**Task brief:** The records below are to be copied word for word, with every picture left out.

**Dataset rows:**

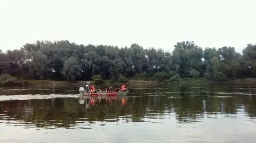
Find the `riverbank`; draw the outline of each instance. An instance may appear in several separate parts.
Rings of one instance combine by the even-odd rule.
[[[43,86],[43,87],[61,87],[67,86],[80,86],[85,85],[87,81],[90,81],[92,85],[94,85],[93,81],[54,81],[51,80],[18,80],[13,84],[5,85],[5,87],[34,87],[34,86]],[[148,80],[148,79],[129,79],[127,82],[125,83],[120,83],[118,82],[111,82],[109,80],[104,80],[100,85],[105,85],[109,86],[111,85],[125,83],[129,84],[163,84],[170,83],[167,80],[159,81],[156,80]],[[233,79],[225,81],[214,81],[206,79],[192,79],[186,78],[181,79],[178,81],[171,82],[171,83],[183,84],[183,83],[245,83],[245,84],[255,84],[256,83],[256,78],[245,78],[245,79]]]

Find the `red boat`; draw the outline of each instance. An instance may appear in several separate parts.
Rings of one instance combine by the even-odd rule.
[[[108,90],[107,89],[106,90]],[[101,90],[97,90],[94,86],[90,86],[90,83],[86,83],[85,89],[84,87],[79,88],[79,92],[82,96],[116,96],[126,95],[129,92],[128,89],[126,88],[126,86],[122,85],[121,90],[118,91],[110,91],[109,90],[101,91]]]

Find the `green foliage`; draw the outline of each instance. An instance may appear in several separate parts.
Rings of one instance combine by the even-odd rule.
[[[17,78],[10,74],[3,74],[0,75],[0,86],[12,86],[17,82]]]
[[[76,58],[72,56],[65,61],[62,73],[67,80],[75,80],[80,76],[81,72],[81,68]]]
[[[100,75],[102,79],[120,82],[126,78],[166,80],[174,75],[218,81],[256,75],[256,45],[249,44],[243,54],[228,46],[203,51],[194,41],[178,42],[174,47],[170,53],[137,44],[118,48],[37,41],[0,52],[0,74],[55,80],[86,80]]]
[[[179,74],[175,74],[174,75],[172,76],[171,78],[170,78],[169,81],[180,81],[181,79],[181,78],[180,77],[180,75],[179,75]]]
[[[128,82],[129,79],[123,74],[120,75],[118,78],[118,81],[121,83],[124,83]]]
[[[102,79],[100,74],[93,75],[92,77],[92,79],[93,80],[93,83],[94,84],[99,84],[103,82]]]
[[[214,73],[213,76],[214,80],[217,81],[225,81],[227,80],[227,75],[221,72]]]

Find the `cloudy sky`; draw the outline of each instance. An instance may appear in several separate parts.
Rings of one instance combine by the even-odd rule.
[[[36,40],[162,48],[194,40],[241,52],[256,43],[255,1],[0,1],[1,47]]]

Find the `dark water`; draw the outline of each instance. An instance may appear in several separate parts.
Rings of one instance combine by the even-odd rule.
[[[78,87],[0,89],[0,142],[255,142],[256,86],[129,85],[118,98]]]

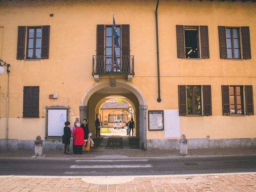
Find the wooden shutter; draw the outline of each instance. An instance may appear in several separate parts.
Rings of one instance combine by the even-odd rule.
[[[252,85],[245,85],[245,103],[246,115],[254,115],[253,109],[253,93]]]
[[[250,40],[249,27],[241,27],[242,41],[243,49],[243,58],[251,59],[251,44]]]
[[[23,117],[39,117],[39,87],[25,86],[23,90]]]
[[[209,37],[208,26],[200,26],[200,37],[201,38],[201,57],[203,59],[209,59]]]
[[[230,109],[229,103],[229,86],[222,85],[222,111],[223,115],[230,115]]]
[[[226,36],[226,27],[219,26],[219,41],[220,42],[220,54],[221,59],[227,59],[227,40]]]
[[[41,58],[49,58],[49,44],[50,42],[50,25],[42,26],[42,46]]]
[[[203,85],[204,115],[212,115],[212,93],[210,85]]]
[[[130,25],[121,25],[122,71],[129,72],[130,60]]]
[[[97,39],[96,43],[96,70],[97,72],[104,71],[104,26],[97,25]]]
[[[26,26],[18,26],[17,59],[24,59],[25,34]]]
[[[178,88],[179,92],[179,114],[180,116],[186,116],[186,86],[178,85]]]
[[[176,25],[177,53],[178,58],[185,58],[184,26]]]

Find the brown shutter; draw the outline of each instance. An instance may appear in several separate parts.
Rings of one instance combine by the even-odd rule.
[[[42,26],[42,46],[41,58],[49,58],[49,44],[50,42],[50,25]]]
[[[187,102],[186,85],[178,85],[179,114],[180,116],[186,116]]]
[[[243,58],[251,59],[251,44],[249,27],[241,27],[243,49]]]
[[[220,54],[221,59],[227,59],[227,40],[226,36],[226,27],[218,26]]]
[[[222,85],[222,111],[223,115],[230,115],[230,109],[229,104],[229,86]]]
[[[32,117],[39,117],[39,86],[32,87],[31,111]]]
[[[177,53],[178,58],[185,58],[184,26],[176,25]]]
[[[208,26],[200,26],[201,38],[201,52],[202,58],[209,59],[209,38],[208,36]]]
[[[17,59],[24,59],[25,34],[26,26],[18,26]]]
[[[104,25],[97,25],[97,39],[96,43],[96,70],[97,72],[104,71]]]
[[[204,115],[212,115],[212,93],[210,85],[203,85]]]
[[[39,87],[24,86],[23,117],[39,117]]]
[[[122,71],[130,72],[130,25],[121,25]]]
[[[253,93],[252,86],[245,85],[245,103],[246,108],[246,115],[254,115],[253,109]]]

**Correct response:**
Find the `riverbank`; draw the outline of each instance. An instance may appear in several separate parts.
Rings of one instance combine by the even-odd rule.
[[[43,86],[43,87],[61,87],[67,86],[80,86],[85,85],[87,81],[90,81],[92,85],[94,85],[93,81],[54,81],[51,80],[18,80],[13,84],[5,85],[5,87],[34,87],[34,86]],[[148,80],[148,79],[129,79],[127,82],[125,83],[120,83],[118,82],[111,82],[109,80],[104,80],[100,85],[105,85],[109,86],[111,85],[125,83],[129,84],[163,84],[170,83],[167,80],[159,81],[156,80]],[[233,79],[225,81],[214,81],[206,79],[192,79],[186,78],[181,79],[178,81],[171,82],[171,83],[183,84],[183,83],[245,83],[245,84],[255,84],[256,83],[256,78],[245,78],[245,79]]]

Find the `red boat`; draw the outline of each instance. An instance may appear in several separate parts.
Rings of one instance combine by the even-odd rule.
[[[108,90],[107,89],[106,90]],[[101,90],[97,90],[94,86],[90,86],[90,83],[86,83],[85,89],[84,87],[79,88],[79,92],[82,96],[116,96],[126,95],[129,92],[128,89],[126,88],[126,86],[122,85],[121,90],[118,91],[110,91],[109,90],[101,91]]]

Find the `green foliage`; draw the outline of each instance. An instance may appear in several separate parts.
Rings of one instance combine by the even-odd rule.
[[[17,78],[10,74],[3,74],[0,75],[0,86],[12,86],[17,82]]]
[[[76,58],[72,56],[65,61],[62,73],[67,80],[75,80],[80,76],[81,72],[81,68]]]
[[[100,75],[102,79],[120,82],[126,78],[166,80],[174,75],[218,81],[256,75],[256,45],[249,44],[243,54],[228,46],[203,51],[194,41],[178,42],[174,47],[170,53],[137,44],[118,48],[37,41],[0,52],[0,74],[55,80],[86,80]]]
[[[179,74],[175,74],[174,75],[172,76],[171,78],[170,78],[169,81],[180,81],[181,79],[181,78],[180,77],[180,75],[179,75]]]
[[[128,82],[129,79],[123,74],[120,75],[118,78],[118,81],[121,83],[124,83]]]
[[[102,79],[100,74],[93,75],[92,77],[92,79],[93,80],[93,83],[94,84],[99,84],[103,82]]]
[[[214,73],[213,76],[214,80],[217,81],[225,81],[227,80],[227,75],[221,72]]]

Find the `cloudy sky`; draw the outline of each instance. An instance may appear in several separate parts.
Rings of one instance combine by the even-odd rule.
[[[36,40],[162,48],[194,40],[241,52],[256,43],[255,1],[0,1],[1,47]]]

Find the `dark water`; draw the outline of each instance. An instance may appear in several separate parts.
Rings of one instance combine by the even-odd rule.
[[[78,87],[0,89],[0,142],[255,142],[256,86],[129,85],[118,98]]]

Find the wooden shutter; draw the outline of each instance. An instance may appear in several separate parts.
Rings of one instance combine by the even-odd rule.
[[[252,85],[245,85],[245,103],[246,115],[254,115],[253,109],[253,93]]]
[[[250,40],[249,27],[241,27],[242,41],[243,49],[243,58],[251,59],[251,44]]]
[[[23,117],[39,117],[39,87],[25,86],[23,90]]]
[[[209,37],[208,26],[200,26],[200,37],[201,38],[201,57],[203,59],[209,59]]]
[[[230,109],[229,103],[229,86],[222,85],[222,111],[223,115],[230,115]]]
[[[226,36],[226,27],[219,26],[219,41],[220,42],[220,54],[221,59],[227,59],[227,40]]]
[[[41,58],[49,58],[49,44],[50,42],[50,25],[42,26],[42,46]]]
[[[203,85],[204,115],[212,115],[212,93],[210,85]]]
[[[130,25],[121,25],[122,71],[129,72],[130,60]]]
[[[97,39],[96,43],[96,70],[97,72],[104,71],[104,26],[97,25]]]
[[[26,26],[18,26],[17,59],[24,59],[25,34]]]
[[[178,88],[179,92],[179,114],[180,116],[186,116],[186,86],[178,85]]]
[[[176,25],[177,53],[178,58],[185,58],[184,26]]]

Find the brown shutter; draw the outline of each instance. An instance may appear in several separate parts.
Rings of one instance combine by the even-odd rule.
[[[42,26],[42,46],[41,58],[49,58],[49,44],[50,42],[50,25]]]
[[[187,102],[186,85],[178,85],[179,114],[180,116],[186,116]]]
[[[243,58],[251,59],[251,44],[249,27],[241,27],[243,49]]]
[[[220,54],[221,59],[227,59],[227,40],[226,36],[226,27],[218,26]]]
[[[222,85],[222,111],[223,115],[230,115],[230,109],[229,104],[229,86]]]
[[[32,117],[39,117],[39,86],[32,87],[31,111]]]
[[[177,53],[178,58],[185,58],[184,26],[176,25]]]
[[[208,26],[200,26],[201,38],[201,52],[202,58],[209,59],[209,38],[208,36]]]
[[[17,59],[24,59],[25,34],[26,26],[18,26]]]
[[[104,25],[97,25],[97,39],[96,43],[96,70],[97,72],[104,71]]]
[[[204,115],[212,115],[212,93],[210,85],[203,85]]]
[[[39,87],[24,86],[23,117],[39,117]]]
[[[122,71],[130,72],[130,25],[121,25]]]
[[[253,93],[252,86],[245,85],[245,103],[246,108],[246,115],[254,115],[253,109]]]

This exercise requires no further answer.